▶ List of tasks
**1.** Answer these questions from the radiofrequency ablation FAQ, giving each answer on its own line with the matching letter:
(a) For how long do clinical studies show that RFA provides pain relief after the procedure?
(b) For how many hours before the RFA are patients not permitted to eat or drink?
(c) For how many hours is driving not allowed?
**2.** Please repeat a passage from the radiofrequency ablation FAQ word for word. Begin at the words "The benefits of" and stop after "radiofrequency ablation procedure?".

▶ Extract to read
Content starts

FAQs on Radiofrequency Ablation in Nashville TN

Radiofrequency ablation (RFA), also called radiofrequency neurotomy, is a minimally invasive procedure that offers lasting relief for patients with facet joint pain. Many clinical studies show that RFA provides long-lasting pain relief for 1-2 years after the procedure.

What are the health benefits of RFA?

The benefits of radiofrequency ablation include:

  • Improved quality of life
  • Long-lasting pain relief
  • Decreased use of analgesics
  • Low complication rate
  • Short recovery time
  • Greater range of motion
  • Delay of surgery

How do I prepare for the radiofrequency ablation procedure?

Before the radiofrequency ablation, the doctor confirms the diagnosis through use of a medial branch block or facet joint injection. If you are a good candidate for RFA, the doctor conducts a medical history and performs a physical examination.

If you are on blood-thinning medications, be sure to discuss this with the Nashville pain management doctor, as you must hold the medication prior to the procedure. You are not permitted to eat or drink for 6 hours before the RFA, but can take needed medications with small sips of water. In addition, you will need someone to drive you home, as driving is not allowed for 24 hours.

Content ends

▶ Data to examine
Content starts

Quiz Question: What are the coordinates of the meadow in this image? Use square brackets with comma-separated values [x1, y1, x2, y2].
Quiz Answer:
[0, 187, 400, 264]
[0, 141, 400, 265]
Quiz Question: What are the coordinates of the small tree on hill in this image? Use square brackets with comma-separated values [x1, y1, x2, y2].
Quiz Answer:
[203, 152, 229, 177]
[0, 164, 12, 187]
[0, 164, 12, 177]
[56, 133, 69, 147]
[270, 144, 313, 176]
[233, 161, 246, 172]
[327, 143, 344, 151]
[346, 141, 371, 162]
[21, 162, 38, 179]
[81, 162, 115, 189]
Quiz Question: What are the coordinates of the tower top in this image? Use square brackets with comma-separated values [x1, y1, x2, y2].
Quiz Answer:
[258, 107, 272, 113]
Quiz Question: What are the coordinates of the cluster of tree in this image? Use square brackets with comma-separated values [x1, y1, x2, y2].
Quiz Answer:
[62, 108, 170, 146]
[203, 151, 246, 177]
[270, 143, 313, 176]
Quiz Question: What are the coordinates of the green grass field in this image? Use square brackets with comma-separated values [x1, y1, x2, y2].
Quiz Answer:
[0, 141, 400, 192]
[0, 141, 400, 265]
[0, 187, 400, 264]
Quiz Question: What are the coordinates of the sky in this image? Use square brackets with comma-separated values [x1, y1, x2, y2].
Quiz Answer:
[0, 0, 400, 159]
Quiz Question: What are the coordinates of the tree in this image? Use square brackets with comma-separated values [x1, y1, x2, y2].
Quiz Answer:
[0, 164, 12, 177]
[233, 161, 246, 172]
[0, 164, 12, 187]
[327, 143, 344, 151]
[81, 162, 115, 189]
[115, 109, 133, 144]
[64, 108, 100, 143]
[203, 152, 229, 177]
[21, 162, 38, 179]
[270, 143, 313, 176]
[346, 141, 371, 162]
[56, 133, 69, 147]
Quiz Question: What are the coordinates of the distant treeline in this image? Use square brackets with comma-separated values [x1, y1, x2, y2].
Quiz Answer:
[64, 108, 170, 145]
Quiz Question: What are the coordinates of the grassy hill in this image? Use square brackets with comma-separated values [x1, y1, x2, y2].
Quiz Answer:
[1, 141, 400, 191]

Content ends

▶ Set of answers
**1.**
(a) 1-2 years
(b) 6 hours
(c) 24 hours

**2.**
The benefits of radiofrequency ablation include:

  • Improved quality of life
  • Long-lasting pain relief
  • Decreased use of analgesics
  • Low complication rate
  • Short recovery time
  • Greater range of motion
  • Delay of surgery

How do I prepare for the radiofrequency ablation procedure?